What to produce> Nothing less than an exact copy of all the records is required.
= = = = =
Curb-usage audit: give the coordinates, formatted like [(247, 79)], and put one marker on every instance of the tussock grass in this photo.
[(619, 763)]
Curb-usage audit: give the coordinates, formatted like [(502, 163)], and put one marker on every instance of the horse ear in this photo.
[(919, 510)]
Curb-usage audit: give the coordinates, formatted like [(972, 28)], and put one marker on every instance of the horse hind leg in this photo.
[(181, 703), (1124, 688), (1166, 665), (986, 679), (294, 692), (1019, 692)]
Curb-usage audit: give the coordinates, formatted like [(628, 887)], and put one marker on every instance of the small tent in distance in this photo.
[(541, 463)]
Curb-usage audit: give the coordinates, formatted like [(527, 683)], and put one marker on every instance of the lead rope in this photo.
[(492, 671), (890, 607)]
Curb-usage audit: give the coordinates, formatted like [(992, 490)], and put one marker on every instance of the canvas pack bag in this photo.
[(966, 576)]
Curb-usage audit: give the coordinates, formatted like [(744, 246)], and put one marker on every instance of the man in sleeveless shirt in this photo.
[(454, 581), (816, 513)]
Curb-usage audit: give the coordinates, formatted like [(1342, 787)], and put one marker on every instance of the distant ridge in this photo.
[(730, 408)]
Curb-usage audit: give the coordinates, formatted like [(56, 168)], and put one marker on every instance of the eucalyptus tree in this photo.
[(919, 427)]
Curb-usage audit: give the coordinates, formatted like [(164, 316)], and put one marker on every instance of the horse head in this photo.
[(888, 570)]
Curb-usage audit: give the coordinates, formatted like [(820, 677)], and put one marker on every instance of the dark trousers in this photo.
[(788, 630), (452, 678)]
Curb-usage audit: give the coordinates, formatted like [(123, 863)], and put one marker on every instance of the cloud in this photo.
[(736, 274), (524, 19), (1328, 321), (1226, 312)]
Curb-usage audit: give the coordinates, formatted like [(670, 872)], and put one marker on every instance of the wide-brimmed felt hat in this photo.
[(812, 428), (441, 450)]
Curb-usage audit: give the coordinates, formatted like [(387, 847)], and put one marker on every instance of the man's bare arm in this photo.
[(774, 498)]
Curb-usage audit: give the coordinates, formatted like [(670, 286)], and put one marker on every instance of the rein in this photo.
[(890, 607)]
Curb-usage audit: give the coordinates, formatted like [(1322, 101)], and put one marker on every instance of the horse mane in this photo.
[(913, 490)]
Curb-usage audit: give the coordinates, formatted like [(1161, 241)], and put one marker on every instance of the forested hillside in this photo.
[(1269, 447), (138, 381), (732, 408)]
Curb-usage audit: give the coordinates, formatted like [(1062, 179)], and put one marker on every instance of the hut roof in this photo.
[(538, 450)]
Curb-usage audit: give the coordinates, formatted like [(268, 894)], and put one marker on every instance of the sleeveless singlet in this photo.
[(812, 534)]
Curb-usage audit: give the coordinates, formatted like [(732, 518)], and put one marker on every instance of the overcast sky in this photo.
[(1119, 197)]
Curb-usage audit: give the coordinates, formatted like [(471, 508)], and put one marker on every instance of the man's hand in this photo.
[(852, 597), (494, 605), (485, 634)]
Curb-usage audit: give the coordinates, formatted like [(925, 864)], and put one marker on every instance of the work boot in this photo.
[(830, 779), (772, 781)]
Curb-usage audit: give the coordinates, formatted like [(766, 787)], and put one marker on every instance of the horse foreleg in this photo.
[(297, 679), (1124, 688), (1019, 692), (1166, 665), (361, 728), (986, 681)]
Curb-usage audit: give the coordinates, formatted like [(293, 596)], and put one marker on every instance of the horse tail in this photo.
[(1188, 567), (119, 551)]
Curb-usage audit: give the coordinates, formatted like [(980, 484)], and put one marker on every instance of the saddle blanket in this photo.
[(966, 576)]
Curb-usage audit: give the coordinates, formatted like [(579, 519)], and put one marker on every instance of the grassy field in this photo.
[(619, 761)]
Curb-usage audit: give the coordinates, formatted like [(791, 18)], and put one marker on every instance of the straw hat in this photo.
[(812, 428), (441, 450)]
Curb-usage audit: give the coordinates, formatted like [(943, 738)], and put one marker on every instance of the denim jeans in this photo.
= = = = =
Result for this task>
Curb-usage audit: give the coordinates, formatted like [(247, 79)], and put one marker on every instance of the tussock grass in this photo.
[(619, 763)]
Curb-usage audit: give the coordinates, formatted like [(502, 163)], and put one marker on every instance of the horse ear in this photo.
[(919, 510)]
Curb-usage audit: give the coordinates, formatted like [(972, 28)], and put one marker on every instance of the horse hind leg in this photo.
[(181, 703), (1124, 688), (1166, 665), (986, 679), (294, 692), (1019, 692)]
Curb-usage audit: give the coordinates, formatted like [(628, 887)], and put one marker on every instance of the small tent in distance in this photo.
[(541, 463)]
Curb-usage audit: give the coordinates, formatted like [(527, 683)], and put one marker on every instance of the lead rope in this photo.
[(492, 671), (890, 607)]
Curb-usage audit: give the coordinates, formatted like [(992, 490)], and put one marker on every instance of the canvas pack bag in this photo.
[(966, 576)]
Curb-usage audit: give the coordinates, formatted like [(744, 246)], and put one marker on every instance of the man in sleeveless shirt in this photo.
[(454, 581), (816, 513)]
Curb-usage audit: give the coordinates, formatted like [(1342, 787)], and put one marker on every instance of the distant ridge in this photo.
[(730, 408)]
Curb-usage audit: give the coordinates, formatted like [(56, 168)], and put one marker on every instance of the eucalyptus tree in this photo.
[(919, 427)]
Curb-usage audit: give the coordinates, formatted like [(164, 316)], and put one marker on every instance of the horse head in this photo.
[(888, 570)]
Curb-usage audit: give the coordinates, formatted like [(820, 677)], and put one marker on every instance of the dark trousers in this photo.
[(788, 630), (452, 678)]
Curb-usage audit: give the coordinates, formatted like [(123, 863)], and put one marker on every instance of the cloud in this photo.
[(736, 274), (524, 19), (1328, 321), (1226, 312)]
Curb-usage audit: give the coordinates, formatted like [(670, 872)], and put one marker on every instance of the wide-brimmed felt hat in this photo.
[(812, 428), (441, 450)]
Curb-usage audit: give the coordinates, formatted like [(387, 847)], and put one marker on every instance of the man's bare arm in this photo.
[(774, 498)]
Curb-usage audit: give the coordinates, formatted like [(670, 286)], and put one marker on every instance of the rein in this photo.
[(890, 607)]
Curb-usage audit: give the coordinates, formatted like [(1322, 101)], and put one marker on every instance of the horse mane in this photo.
[(913, 490)]
Curb-usage audit: give the coordinates, formatted like [(1161, 241)], and put one marker on every instance of the forested hillside in this photo.
[(1269, 447), (138, 381), (732, 408)]
Curb-usage audit: give the coordinates, formatted like [(1062, 179)], and put one marker on every instance of the hut roof in this photo.
[(538, 450)]
Curb-usage audit: give the coordinates, formatted like [(268, 894)], and put one marker on every instance of the sleeveless singlet in this photo.
[(812, 534)]
Curb-usage audit: give the coordinates, formatted like [(732, 518)], and put one marker on every instance of the overcast sky in this photo.
[(1119, 197)]
Curb-usage audit: give the coordinates, formatted like [(471, 508)], and put one marker on every instance of the man's hand in this photo.
[(852, 597), (494, 605), (485, 634)]
Curb-usage audit: give the coordinates, formatted like [(925, 864)], and put one marker on every instance of the work boot in this photo.
[(830, 779), (772, 781)]
Curb-usage audit: give the coordinates, formatted like [(766, 787)], and put one marker on every instance of the horse foreleg in this photo.
[(297, 679), (1124, 688), (1019, 692), (1166, 665), (361, 728), (986, 681)]
Curb-usage audit: give the coordinates, formatted like [(293, 596)], and put one marker on every instance of the horse tail in this photo.
[(1188, 567), (119, 551)]
Curb-usage audit: give the coordinates, formatted like [(980, 484)], and put one marker on every instance of the saddle blanket in this photo.
[(966, 576)]
Curb-usage audit: give the coordinates, formatted like [(579, 519)], and put one marker on every instance of the grassy field in this photo.
[(619, 761)]
Curb-usage audit: give the coordinates, formatted like [(791, 18)], and put one marker on every instance of the straw hat in this photo.
[(812, 428), (441, 450)]
Curb-usage audit: give the coordinates, formatted like [(943, 738)], and put one marker on every instance of the denim jeans in this photo.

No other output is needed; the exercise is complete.